> [SELECTED TEXT]
═══
Diagnostic Text-guided Representation Learning in Hierarchical Classification for Pathological Whole Slide Image

TL;DR

The concept of hierarchical pathological image classification is introduced and a representation learning called PathTree is proposed that is consistently competitive compared to the state-of-the-art methods and provides a new perspective on the deep learning-assisted solution for more complex WSI classification.

Abstract

With the development of digital imaging in medical microscopy, artificial intelligent-based analysis of pathological whole slide images (WSIs) provides a powerful tool for cancer diagnosis. Limited by the expensive cost of pixel-level annotation, current research primarily focuses on representation learning with slide-level labels, showing success in various downstream tasks. However, given the diversity of lesion types and the complex relationships between each other, these techniques still deserve further exploration in addressing advanced pathology tasks. To this end, we introduce the concept of hierarchical pathological image classification and propose a representation learning called PathTree. PathTree considers the multi-classification of diseases as a binary tree structure. Each category is represented as a professional pathological text description, which messages information with a tree-like encoder. The interactive text features are then used to guide the aggregation of hierarchical multiple representations. PathTree uses slide-text similarity to obtain probability scores and introduces two extra tree specific losses to further constrain the association between texts and slides. Through extensive experiments on three challenging hierarchical classification datasets: in-house cryosectioned lung tissue lesion identification, public prostate cancer grade assessment, and public breast cancer subtyping, our proposed PathTree is consistently competitive compared to the state-of-the-art methods and provides a new perspective on the deep learning-assisted solution for more complex WSI classification.
═══
> [EXTRACTED RECORDS]
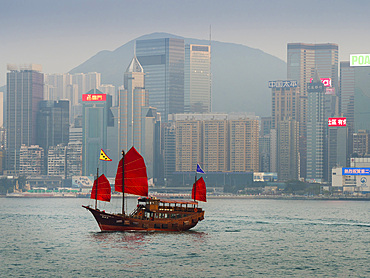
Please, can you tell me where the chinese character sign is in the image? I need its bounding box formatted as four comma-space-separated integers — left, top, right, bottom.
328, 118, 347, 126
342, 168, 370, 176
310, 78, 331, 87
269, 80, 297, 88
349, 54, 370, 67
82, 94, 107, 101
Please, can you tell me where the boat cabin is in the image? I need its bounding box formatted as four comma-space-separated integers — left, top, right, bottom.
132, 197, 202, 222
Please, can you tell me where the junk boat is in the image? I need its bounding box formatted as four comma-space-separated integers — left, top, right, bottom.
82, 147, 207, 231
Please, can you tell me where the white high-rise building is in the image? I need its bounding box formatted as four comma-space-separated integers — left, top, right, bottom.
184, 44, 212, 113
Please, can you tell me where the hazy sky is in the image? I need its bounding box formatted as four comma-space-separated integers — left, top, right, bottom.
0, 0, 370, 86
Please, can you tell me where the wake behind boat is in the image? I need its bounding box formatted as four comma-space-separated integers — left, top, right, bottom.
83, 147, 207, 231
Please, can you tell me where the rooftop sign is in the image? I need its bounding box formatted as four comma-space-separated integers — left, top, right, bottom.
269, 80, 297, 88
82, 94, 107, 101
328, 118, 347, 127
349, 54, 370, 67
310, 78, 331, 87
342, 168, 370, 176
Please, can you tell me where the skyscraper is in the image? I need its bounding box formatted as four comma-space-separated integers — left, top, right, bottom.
═══
> [YOUR GOAL]
Extend the text about PathTree, the hierarchical classification method for pathological whole slide images, beyond its last sentence.

> [EXPECTED OUTPUT]
Figures (13)

• Figure 1: The existing WSI multi-classification method is described as a planar classification problem, which treats each category independently and equally. However, the interrelations among various categories exhibit considerable complexity in real-world pathological contexts. Pathologists typically analyze from coarse-grained to fine-grained levels, following a hierarchical, tree-like relationship among classes. This approach enhances the efficiency and precision of diagnostics and helps pathologists systematically understand and interpret complex pathological information, making more accurate medical decisions.
• Figure 2: Overview of PathTree. The main idea is to convert challenging pathological multi-classification into hierarchical tree structures for analysis. PathTree uses the WSI to generate multiple slide-level embeddings from patch-level features, allowing them to contrast text semantics. After aggregation based on the tree path, the relationship between tree-like text semantics is measured by two structure-specific losses, and prediction scores are obtained by calculating the cosine similarity between slide and fine-grained text embeddings.
• Figure 3: Three different text forms of pathological lung tissue categories. (a) Planar text labels, using only fine-grained category names; (b) hierarchical text labels, using both fine-grained and coarse-grained category names; (c) hierarchical descriptive text labels, with each fine-grained and coarse-grained category described in detail using pathology terminology.
• Figure 4: Schematic diagram of the two attention modules. (a) Multiple gated attention assigns multiple attention scores to each patch, which are then weighted with the patch embedding to obtain multiple slide representations; (b) multi-head Nystrom assigns $2N-1$ heads, then uses the linear Nystrom method to update the embedding in each head, and finally obtains multiple slide representations through average pooling layer.
• Figure 5: Graphical demonstration of path alignment learning. Its goal is to make the slide-level embedding of the target node close to all text embeddings in its path to the root node.